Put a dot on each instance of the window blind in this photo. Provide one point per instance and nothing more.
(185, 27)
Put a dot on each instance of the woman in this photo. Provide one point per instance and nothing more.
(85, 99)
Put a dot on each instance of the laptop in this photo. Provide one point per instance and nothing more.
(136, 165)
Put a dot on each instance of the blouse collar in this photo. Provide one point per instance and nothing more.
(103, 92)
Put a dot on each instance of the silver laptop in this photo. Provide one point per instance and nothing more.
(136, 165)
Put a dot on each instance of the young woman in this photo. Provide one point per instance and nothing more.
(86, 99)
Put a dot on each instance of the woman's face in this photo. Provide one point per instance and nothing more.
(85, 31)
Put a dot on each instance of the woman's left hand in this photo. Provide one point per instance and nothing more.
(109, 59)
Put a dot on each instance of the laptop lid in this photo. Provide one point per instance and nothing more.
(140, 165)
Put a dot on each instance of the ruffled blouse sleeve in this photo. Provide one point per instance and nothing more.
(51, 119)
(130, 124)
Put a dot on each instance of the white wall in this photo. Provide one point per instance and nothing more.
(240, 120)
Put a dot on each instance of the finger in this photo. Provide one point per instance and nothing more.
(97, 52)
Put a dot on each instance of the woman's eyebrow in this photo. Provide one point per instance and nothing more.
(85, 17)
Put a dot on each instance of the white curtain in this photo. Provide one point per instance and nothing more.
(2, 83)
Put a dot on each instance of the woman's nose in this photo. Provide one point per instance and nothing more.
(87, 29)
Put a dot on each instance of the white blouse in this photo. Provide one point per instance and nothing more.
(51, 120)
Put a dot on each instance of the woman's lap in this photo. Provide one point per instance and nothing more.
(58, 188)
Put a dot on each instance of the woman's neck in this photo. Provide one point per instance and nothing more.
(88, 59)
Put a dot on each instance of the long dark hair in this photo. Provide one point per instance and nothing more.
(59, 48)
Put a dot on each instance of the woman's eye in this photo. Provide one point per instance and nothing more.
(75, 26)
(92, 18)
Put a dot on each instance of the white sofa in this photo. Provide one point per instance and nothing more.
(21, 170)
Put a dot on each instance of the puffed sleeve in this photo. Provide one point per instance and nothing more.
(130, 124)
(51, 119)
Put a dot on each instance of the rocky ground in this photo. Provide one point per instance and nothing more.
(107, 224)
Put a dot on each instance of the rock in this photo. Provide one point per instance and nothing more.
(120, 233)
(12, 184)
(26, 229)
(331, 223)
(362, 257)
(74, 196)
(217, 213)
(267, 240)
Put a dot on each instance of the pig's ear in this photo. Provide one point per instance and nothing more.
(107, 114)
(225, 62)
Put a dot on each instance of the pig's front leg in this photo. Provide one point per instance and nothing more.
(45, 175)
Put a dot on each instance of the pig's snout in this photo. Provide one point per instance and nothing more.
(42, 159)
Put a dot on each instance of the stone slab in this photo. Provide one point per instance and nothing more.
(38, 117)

Stated exercise:
Rewrite every line of the records above as a numbered list, omitting any blank lines.

Complete output:
1. Put a dot on each instance of the window blind in this photo. Provide one point per instance and nothing more.
2. (185, 27)
3. Put a dot on each instance of the woman in this photo. Provide one point per instance and nothing more.
4. (85, 99)
5. Put a dot on each instance of the laptop in this photo. Provide one point per instance and nothing more.
6. (136, 165)
7. Put a dot on each instance of the blouse collar in this photo. Provide one point per instance and nothing more.
8. (103, 92)
9. Put a dot on each instance of the silver laptop in this photo. Provide one point per instance and nothing more.
10. (136, 165)
11. Put a dot on each instance of the young woman in this photo. Provide one point per instance and nothing more.
12. (86, 99)
13. Put a dot on each instance of the woman's face in this photo. Provide one point per instance and nothing more.
14. (85, 31)
15. Put a dot on each instance of the woman's left hand in this photo. Provide one point per instance and nothing more.
16. (109, 59)
17. Put a dot on each instance of the laptop lid in this photo. Provide one point per instance and nothing more.
18. (140, 165)
19. Put a dot on each instance of the ruffled blouse sleeve in this photo. Provide one point per instance and nothing more.
20. (51, 119)
21. (130, 124)
22. Put a dot on each instance of the white wall in this photo. Provide one point per instance and nothing more.
23. (240, 120)
24. Put a dot on each instance of the finger in this photo. Provide one point per instance and nothing more.
25. (97, 52)
26. Put a dot on each instance of the woman's eyebrow in this photo. Provide one point per instance and nothing more.
27. (85, 17)
28. Put a dot on each instance of the white curtain in this photo. Provide one point per instance and nothing more.
29. (2, 83)
30. Put a dot on each instance of the woman's nose in this photo. Provide one point per instance and nothing more.
31. (87, 29)
32. Put a dot on each instance of the white blouse in this photo. Provide one point per instance and nothing more.
33. (51, 120)
34. Put a dot on each instance of the woman's lap in this photo. Provide one point per instance and nothing more.
35. (58, 188)
36. Put a dot on each instance of the woman's neck in this photo. Provide one point per instance and nothing more.
37. (88, 59)
38. Put a dot on each instance of the long dark hair in this photo. Provide one point per instance and nothing more.
39. (59, 48)
40. Put a dot on each instance of the woman's eye in this photo. Provide one point per instance and nothing more.
41. (75, 26)
42. (92, 18)
43. Put a dot on each instance of the white sofa in this photo. Provide one point per instance and nothing more.
44. (21, 170)
45. Put a dot on each instance of the puffed sleeve in this photo. Provide one point per instance and nothing more.
46. (130, 124)
47. (51, 119)
48. Put a dot on each instance of the rocky ground in this photo. Provide one point per instance and nothing more.
49. (107, 224)
50. Put a dot on each instance of the rock in this photo. Provide one point per instance and nothing more.
51. (120, 233)
52. (12, 184)
53. (26, 229)
54. (331, 223)
55. (362, 257)
56. (74, 196)
57. (217, 213)
58. (267, 240)
59. Put a dot on each instance of the pig's ear in this photo. Provide one point per instance and nothing more.
60. (107, 114)
61. (225, 62)
62. Put a dot on each instance of the pig's front leg in this photo. Provide one point per instance and nothing more.
63. (45, 175)
64. Put a dot on each instance of the pig's snout in this photo. Provide one point per instance and nothing more.
65. (42, 159)
66. Put a dot on each instance of the stone slab in this photo. Provide one point per instance and nothing more.
67. (38, 117)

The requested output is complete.